+++ DATASET

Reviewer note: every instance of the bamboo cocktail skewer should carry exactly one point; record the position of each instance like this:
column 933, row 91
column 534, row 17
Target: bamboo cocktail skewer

++++++
+++ DATASET

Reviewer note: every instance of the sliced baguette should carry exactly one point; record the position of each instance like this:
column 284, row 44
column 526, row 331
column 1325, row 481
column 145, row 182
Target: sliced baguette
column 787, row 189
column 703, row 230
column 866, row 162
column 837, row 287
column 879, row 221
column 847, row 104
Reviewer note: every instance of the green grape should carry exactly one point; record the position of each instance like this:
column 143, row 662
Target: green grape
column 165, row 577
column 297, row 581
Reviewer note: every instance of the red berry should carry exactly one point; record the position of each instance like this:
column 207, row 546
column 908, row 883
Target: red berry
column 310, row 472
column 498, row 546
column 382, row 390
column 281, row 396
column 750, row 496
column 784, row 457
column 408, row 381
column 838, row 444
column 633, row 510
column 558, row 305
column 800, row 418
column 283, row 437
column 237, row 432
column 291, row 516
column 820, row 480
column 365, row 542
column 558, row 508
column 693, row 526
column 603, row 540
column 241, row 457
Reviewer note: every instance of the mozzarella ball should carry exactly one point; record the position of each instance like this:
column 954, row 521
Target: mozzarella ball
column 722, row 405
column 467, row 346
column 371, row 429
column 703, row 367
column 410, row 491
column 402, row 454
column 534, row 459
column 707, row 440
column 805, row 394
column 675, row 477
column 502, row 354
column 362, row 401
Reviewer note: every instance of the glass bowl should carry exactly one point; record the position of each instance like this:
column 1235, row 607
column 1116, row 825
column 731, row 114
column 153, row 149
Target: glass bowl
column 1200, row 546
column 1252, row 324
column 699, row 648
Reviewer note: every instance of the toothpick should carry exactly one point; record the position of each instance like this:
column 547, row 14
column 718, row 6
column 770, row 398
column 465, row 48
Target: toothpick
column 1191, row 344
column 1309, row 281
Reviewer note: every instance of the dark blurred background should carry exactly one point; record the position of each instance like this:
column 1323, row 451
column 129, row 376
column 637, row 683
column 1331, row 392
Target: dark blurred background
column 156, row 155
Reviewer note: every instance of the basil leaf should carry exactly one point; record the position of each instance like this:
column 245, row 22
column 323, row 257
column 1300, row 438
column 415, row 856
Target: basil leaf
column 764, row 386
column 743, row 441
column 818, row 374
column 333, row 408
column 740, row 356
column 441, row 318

++++++

> **YOUR TASK**: The expected output is every line from the material above where "skewer" can be found.

> **RESPONSE TO THIS TASK**:
Reviewer note: every instance of the bamboo cocktail skewer should carry exactly one point; record the position of each instance like this:
Target: bamboo cocktail skewer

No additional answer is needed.